**READING PASSAGE**
"""
We can thank the Democrat dominated legislature for this and all the recent and future intrusions into everyday life.
More evidence that we are becoming North Massachusetts
- Peter Liberty, Bedford, NH
"Mark Vallone...purchasing a spray that will be applied to some furniture, fabrics and other classroom materials to make them meet fire codes."
Will the spray be cancer causing or allergy activating?
- Sandy, Hollis
There are the firefighters seeking attention once again. This is absolutely ridiculous. I've heard of more fires at firehouses than at schools. Go back to sleep Chief.
- G. Dolan, Meredith
Schools are dangerous. They should be banned.
- Jake, Manchester
Please let your children artists know about ArtShowForKids.com where they can participate in online kids art contests to their hearts content without interference.
- Marc Bragg, West Chester, PA
Well, I guess I should tear down my house and rebuild it out of concrete & bricks - can't have all that wood sitting there in case of a fire.
- Eric, New Boston
I would like to see the statistics on this before I believe this is a problem even .000000001% of the time. How many elementary schools in the US have had fires either due to children's art or exacerbated by childrens art? Art has hung in classrooms since schools have used paper. Code schmode!
- Brenda, Manchester
I love reading all the negative comments on these types of stories (not being sarcastic). It shows just how out-of-touch Concord is with what the people of this state want/need/feel.
Schools have proudly displayed the artwork of their students for GENERATIONS. It's good motivation, a good method of positive feedback, it encourages children to continue being creative and it creates a bright and positive environment where children feel that their efforts are being appreciated. Jeez-Louise, between the constant over-sanitizing of everything in sight and now laws like this, how far away are we from those post-modern movies where the children all wear white uniforms and are being "instructed" in a clean-room environment? All in the name of the great "what if?".
All you people who are commenting here and are opposed to this nanny-state protectionist movement that has reared its ugly head again, please make sure you call, write or e-mail your representatives in Concord and let them know how you feel!
- JJ, Manchester, NH
Wait until they start insepecting our homes and providing "helpful guidelines for compliance". It is coming, and coming soon . . .
- Eric, Bethlehem
I've been involved in risk management for years. This is a common practice with business around the country, including NH. There have been many mill buildings for example that could not get there commercial insurance renewed until they had their small business tenants take down their flyers or post boards in their hallways.
There has been many documented cases where these fire hazards have played a role in fueling the flames.
Wouldn't it only make sense to protect our children as we currently protect business owners??
- John, Manchester
Just have the school/district pay for flame retardant spray and use on all artwork.
There is always a way but who is going to step up and pay for it...
- Colleen, Manchester
What's next? Are the fire safety nazi's going to show up at your house to make sure those dangerous pieces of artwork aren't endangering the entire neighborhood by being displayed on your refrigerator????
Abject stupidity at its best. Brought to you by your state legislature.
P.S. Loved the "stick" - do what I say or I won't give you your money back.
"""
**DATA EXCERPTS**
"""
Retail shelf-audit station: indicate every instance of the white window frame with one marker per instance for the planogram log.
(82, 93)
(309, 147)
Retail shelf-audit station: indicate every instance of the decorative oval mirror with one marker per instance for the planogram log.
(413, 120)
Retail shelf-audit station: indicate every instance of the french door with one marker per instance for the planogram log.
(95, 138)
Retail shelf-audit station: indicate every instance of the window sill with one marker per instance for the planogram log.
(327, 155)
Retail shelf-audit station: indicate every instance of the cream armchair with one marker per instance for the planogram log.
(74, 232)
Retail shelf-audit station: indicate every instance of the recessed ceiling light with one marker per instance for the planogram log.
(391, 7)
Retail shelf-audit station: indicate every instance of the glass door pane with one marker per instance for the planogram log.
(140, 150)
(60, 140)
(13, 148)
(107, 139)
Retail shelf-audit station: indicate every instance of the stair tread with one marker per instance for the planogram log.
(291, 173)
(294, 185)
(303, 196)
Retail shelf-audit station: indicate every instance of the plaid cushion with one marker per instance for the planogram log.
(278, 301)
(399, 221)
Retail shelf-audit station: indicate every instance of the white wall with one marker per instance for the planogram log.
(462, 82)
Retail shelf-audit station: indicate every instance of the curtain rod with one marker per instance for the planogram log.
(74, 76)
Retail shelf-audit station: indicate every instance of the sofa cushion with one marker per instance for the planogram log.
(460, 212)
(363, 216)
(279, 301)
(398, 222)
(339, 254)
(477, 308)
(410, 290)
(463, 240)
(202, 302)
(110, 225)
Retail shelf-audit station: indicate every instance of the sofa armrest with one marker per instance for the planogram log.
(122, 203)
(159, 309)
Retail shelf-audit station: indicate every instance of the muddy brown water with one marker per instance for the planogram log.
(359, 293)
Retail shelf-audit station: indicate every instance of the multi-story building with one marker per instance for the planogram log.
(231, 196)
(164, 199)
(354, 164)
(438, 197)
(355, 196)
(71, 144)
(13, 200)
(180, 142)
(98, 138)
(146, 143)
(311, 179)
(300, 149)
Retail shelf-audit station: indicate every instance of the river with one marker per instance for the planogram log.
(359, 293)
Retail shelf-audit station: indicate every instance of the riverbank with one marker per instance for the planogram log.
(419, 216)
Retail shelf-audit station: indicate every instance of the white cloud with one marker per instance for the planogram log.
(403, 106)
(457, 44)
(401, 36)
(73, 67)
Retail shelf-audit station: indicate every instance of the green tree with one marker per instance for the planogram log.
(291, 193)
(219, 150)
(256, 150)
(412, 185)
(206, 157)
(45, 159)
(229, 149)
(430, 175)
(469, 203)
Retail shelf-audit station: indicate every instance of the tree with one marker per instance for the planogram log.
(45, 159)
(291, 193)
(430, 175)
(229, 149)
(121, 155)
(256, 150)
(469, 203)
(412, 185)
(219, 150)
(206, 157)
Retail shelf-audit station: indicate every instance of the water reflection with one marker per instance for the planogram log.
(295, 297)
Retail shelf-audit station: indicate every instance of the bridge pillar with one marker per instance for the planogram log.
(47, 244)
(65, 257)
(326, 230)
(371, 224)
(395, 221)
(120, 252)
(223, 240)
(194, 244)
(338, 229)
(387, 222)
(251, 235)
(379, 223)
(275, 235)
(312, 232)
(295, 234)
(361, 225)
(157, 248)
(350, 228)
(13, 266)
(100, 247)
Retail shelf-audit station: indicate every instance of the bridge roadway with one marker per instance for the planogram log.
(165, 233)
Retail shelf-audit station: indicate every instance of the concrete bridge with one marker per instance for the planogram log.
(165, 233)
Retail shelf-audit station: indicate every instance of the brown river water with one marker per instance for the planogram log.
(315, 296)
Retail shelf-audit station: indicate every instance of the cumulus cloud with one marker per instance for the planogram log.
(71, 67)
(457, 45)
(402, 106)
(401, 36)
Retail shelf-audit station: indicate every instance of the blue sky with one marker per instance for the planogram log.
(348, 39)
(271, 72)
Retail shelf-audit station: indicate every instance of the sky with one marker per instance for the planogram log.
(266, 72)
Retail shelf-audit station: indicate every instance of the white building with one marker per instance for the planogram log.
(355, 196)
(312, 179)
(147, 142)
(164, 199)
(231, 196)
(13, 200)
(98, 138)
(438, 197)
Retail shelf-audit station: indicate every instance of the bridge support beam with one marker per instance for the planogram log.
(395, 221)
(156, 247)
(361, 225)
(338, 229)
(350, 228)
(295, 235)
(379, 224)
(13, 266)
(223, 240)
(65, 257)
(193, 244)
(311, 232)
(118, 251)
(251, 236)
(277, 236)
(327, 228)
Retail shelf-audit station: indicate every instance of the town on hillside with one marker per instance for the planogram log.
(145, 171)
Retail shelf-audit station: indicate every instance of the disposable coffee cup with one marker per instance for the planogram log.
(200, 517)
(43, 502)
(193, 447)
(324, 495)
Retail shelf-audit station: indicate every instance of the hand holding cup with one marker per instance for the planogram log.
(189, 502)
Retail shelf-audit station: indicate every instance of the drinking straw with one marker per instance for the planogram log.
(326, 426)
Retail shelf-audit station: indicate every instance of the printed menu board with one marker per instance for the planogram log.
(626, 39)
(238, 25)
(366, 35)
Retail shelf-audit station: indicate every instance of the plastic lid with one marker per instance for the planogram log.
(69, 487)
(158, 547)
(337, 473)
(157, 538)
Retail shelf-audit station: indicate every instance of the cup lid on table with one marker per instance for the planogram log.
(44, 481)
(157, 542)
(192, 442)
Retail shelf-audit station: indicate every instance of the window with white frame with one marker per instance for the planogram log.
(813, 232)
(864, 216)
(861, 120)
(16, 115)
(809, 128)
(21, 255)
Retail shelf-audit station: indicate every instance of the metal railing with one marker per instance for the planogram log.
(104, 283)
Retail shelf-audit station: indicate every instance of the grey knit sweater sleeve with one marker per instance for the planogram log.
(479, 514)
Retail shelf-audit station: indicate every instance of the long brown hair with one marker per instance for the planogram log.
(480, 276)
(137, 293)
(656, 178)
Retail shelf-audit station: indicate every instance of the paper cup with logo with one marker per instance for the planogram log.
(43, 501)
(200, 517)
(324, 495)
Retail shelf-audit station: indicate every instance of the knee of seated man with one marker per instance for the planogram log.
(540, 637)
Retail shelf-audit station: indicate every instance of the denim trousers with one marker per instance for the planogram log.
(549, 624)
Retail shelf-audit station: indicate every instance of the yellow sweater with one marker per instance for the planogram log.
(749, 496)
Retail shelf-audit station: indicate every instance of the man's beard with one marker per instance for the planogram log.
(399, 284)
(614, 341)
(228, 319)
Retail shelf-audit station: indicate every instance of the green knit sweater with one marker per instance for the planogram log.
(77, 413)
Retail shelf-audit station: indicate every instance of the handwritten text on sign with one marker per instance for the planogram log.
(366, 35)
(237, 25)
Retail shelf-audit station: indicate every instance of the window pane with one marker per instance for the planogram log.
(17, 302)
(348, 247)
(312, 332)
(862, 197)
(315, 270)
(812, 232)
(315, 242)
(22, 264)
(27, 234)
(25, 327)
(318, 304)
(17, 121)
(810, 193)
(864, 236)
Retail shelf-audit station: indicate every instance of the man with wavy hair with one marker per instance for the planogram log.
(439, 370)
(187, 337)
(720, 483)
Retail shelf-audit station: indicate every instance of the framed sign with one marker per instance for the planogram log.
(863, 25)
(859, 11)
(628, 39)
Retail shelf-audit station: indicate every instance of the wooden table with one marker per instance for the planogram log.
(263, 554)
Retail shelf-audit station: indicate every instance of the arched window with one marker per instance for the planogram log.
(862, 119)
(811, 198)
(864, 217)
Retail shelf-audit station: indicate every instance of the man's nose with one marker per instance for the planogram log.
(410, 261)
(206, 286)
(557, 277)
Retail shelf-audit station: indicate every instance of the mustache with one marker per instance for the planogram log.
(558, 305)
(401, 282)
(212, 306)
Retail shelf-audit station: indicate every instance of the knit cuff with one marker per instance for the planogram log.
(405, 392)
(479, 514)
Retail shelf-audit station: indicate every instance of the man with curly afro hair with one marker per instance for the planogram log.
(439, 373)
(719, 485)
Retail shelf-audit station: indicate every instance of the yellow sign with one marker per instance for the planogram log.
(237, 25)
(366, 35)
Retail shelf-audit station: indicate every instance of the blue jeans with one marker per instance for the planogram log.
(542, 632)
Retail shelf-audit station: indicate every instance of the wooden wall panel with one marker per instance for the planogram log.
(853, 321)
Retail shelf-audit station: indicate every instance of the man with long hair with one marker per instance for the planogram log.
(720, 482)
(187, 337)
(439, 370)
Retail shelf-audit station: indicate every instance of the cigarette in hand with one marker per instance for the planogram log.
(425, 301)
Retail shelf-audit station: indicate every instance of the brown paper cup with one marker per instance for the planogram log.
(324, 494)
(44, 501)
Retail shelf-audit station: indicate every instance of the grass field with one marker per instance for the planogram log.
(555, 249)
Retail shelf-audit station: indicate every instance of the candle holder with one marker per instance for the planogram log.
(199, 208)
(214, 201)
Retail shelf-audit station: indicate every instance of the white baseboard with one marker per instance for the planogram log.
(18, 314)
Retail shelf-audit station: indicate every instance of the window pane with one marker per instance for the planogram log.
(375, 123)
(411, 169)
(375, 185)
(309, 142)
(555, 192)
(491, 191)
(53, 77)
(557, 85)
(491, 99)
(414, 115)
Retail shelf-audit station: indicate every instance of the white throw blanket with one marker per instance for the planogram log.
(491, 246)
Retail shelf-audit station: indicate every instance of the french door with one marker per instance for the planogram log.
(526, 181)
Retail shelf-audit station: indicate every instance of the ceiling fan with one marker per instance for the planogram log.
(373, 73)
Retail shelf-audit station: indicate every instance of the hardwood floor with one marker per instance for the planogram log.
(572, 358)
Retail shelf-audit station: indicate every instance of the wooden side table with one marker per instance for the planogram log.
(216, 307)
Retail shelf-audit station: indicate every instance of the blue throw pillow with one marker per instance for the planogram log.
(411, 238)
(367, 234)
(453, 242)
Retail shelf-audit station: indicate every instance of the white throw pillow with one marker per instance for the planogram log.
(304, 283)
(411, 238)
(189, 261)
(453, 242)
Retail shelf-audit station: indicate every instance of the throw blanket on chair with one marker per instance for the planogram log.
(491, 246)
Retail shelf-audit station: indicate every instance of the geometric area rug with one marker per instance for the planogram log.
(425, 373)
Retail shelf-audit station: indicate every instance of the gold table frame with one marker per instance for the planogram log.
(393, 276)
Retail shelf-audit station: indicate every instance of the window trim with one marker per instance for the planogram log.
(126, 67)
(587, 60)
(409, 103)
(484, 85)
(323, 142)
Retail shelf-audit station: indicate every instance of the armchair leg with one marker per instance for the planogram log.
"""
**REQUIRED ACTION**
Copy the reader comments on school fire codes word for word, from "There has been" to "on all artwork.".

**YOUR RESPONSE**
There has been many documented cases where these fire hazards have played a role in fueling the flames.
Wouldn't it only make sense to protect our children as we currently protect business owners??
- John, Manchester
Just have the school/district pay for flame retardant spray and use on all artwork.